**EXERCISE BRIEF:**
Rewrite in full the items below, from the line that contains "Point to the desert" through the line that contains "192), (65, 224)]" (both lines included), and rescale every coordinate in their answers by 1.1, rounding to whole numbers with halves rounded up. Output only those lines and leave everything else in them unchanged.

>> Begin

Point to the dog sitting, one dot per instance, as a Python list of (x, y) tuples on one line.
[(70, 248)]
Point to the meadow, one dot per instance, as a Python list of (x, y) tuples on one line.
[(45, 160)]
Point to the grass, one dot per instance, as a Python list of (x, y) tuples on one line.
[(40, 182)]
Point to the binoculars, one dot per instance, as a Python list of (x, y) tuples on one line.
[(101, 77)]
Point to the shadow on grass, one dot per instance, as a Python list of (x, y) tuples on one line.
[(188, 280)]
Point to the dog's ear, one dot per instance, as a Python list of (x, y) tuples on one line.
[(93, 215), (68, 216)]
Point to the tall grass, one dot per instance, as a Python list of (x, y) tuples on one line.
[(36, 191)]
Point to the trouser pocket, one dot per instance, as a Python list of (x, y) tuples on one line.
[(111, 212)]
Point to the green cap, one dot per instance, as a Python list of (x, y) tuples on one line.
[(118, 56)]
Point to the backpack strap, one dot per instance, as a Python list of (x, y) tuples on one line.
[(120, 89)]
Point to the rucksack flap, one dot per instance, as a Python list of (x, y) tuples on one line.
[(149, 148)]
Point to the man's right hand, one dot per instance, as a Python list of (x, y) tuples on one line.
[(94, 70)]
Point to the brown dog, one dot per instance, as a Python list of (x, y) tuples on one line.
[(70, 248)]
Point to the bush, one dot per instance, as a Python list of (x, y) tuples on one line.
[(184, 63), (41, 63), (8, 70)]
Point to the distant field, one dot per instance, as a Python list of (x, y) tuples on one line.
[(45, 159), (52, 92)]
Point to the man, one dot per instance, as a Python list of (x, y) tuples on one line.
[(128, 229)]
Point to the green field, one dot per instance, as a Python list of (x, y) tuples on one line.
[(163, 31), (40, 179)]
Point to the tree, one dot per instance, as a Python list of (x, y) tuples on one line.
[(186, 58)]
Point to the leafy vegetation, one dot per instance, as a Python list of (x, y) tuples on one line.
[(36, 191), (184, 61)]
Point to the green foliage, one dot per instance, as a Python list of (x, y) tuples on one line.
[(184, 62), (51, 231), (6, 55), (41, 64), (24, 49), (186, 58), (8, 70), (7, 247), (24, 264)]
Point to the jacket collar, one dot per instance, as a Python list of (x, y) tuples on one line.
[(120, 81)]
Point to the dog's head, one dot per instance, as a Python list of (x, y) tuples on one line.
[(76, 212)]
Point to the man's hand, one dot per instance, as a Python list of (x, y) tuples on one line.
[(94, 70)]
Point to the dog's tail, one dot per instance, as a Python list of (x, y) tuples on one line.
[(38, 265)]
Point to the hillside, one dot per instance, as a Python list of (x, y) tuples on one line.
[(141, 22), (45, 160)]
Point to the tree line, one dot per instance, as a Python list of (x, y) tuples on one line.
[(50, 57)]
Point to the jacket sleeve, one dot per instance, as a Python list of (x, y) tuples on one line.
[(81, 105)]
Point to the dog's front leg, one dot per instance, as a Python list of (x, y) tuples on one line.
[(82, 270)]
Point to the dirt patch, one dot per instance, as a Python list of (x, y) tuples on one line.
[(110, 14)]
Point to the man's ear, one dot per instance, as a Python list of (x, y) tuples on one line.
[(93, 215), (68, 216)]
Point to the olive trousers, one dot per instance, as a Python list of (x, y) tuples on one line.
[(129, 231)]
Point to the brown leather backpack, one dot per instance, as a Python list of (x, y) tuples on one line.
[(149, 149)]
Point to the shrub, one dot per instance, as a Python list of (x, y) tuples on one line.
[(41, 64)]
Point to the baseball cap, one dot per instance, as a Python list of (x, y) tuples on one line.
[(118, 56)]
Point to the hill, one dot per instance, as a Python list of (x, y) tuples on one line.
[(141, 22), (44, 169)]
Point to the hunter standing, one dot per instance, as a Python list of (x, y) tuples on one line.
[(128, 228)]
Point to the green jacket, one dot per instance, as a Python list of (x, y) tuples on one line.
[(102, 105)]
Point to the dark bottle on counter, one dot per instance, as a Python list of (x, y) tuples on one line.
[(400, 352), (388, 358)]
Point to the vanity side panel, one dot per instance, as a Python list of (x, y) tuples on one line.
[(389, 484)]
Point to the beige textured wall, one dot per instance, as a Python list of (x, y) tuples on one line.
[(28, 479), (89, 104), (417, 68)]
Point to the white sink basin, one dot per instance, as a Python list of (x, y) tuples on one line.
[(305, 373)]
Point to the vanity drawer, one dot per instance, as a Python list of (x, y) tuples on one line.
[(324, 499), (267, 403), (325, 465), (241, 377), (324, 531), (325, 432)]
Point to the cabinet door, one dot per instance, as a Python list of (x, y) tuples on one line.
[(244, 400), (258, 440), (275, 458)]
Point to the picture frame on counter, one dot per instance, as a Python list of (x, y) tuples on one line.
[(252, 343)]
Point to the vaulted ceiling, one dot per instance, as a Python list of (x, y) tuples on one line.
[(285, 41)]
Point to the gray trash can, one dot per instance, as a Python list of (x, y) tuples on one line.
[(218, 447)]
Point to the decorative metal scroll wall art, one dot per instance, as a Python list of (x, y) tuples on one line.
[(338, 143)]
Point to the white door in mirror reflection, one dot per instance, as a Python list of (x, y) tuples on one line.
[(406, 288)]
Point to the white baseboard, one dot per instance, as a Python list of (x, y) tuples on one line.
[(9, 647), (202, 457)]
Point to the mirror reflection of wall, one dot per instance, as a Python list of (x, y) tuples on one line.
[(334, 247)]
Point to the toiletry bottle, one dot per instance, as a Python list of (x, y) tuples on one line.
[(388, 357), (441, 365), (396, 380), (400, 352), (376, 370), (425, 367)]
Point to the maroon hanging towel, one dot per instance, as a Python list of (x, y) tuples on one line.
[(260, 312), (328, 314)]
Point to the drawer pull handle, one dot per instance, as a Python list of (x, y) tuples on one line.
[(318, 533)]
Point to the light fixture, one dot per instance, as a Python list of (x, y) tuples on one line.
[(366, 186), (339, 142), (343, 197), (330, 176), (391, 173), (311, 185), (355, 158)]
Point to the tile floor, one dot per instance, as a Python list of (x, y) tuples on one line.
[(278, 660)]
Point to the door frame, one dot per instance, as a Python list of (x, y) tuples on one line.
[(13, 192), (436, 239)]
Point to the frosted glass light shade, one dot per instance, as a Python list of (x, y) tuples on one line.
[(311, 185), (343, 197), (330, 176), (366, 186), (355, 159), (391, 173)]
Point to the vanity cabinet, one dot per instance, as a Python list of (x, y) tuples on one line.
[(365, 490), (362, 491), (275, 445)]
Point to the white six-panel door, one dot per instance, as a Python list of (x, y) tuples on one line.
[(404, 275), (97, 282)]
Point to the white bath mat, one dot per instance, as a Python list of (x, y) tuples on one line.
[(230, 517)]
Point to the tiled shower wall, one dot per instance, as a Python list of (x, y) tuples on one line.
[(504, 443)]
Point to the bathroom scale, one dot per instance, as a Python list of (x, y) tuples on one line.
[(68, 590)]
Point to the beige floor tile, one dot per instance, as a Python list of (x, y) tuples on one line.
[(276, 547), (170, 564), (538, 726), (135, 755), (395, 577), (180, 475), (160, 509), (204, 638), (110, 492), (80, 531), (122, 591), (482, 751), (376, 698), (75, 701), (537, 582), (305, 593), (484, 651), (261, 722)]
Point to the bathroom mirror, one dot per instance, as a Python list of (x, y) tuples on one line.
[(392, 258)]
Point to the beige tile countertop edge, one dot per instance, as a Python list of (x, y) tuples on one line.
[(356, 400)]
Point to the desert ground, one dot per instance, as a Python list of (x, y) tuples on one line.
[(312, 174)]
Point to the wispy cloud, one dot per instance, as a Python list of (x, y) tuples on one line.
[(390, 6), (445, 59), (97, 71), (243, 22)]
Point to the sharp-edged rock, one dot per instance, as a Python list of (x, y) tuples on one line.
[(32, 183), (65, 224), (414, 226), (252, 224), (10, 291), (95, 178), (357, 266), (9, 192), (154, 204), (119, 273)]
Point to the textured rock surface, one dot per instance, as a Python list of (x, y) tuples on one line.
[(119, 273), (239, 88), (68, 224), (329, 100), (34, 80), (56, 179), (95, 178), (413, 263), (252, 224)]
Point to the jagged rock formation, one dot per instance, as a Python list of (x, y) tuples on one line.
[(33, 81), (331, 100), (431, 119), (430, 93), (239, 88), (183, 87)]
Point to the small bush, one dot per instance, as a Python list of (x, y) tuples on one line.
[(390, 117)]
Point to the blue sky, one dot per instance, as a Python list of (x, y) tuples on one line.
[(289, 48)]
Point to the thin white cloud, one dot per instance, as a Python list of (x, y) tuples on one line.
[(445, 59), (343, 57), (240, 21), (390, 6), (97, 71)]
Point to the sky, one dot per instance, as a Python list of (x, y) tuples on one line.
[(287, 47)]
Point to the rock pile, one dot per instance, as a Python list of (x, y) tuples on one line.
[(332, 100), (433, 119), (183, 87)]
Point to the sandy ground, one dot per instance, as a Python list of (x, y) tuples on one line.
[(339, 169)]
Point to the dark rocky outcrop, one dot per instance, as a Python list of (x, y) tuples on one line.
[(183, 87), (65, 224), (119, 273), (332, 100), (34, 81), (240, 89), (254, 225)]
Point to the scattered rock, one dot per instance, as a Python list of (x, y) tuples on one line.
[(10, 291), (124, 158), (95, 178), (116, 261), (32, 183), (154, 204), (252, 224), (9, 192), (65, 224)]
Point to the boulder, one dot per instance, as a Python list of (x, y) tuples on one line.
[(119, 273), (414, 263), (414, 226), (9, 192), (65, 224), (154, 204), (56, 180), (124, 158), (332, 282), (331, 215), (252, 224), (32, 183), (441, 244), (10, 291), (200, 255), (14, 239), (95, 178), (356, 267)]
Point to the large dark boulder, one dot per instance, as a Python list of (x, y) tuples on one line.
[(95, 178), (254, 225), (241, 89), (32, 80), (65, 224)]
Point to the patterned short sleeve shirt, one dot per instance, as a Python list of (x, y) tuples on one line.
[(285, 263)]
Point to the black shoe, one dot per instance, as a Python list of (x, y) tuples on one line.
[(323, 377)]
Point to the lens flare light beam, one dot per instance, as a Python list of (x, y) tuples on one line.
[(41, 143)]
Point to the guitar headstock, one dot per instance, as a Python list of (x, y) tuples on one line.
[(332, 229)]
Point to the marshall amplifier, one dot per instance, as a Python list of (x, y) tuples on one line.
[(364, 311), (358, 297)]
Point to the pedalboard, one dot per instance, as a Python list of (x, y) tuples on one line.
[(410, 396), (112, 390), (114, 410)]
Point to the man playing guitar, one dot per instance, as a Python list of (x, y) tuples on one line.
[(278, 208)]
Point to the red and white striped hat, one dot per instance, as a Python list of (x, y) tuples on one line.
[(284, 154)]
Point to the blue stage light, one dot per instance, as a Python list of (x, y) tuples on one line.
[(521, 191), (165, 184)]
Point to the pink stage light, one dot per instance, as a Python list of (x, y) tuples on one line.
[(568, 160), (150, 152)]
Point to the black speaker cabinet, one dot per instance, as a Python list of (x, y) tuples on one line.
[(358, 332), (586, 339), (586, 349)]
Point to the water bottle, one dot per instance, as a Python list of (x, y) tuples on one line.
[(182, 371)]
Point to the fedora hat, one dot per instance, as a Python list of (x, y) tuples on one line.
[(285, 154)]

>> End

**SOLVED EXERCISE:**
Point to the desert ground, one dot per instance, as a Python list of (x, y) tuples on one line.
[(343, 191)]
Point to the wispy cloud, one dot per instance, as a Python list of (x, y) tuples on one line.
[(429, 7), (490, 65), (107, 78), (267, 24)]
Point to the sharp-edged rock, one dot per instance, as a Python list of (x, y) tuples on one line.
[(35, 201), (72, 246), (455, 249), (277, 246), (11, 320), (105, 196), (393, 293), (10, 211), (169, 224), (131, 300)]
Point to the textured rock surface, one dot per instance, as a Python list of (x, y) tuples on one line.
[(131, 300), (263, 97), (75, 246), (362, 110), (37, 88), (62, 197), (105, 196), (454, 289), (277, 246)]
Point to the jagged rock formation, one dot per instance, as a Python list of (x, y) tuples on one line.
[(36, 89), (364, 110), (474, 131), (473, 102), (263, 97), (201, 96)]
Point to the small bush, one dot per instance, as a Python list of (x, y) tuples on one line.
[(429, 129)]
Point to the blue sky, one dot per instance, as a Python list of (x, y) tuples on one line.
[(318, 53)]
Point to the thin white cloud, one dot per instance, as a Python list of (x, y) tuples on one line.
[(490, 65), (377, 63), (264, 23), (429, 7), (107, 78)]
Point to the sky, one dot per instance, as a Python list of (x, y) tuples on one line.
[(316, 52)]
Point to the rock pile, one dot per instance, as a Python list of (x, y) tuples on one line.
[(365, 110), (476, 131), (201, 96)]
Point to the sandy ground, one dot per instance, as a Python list of (x, y) tuples on one line.
[(373, 186)]
Point to the dark rocky outcrop, one dot per instance, as a Python list of (x, y) tuples on one line.
[(201, 96), (72, 246), (131, 300), (365, 110), (37, 89), (264, 98), (279, 248)]
Point to the scattered rock, one dot per instance, as a Python list of (x, y) tuples on one line.
[(11, 320), (136, 174), (105, 196), (128, 287), (35, 201), (169, 224), (277, 246), (10, 211), (72, 246)]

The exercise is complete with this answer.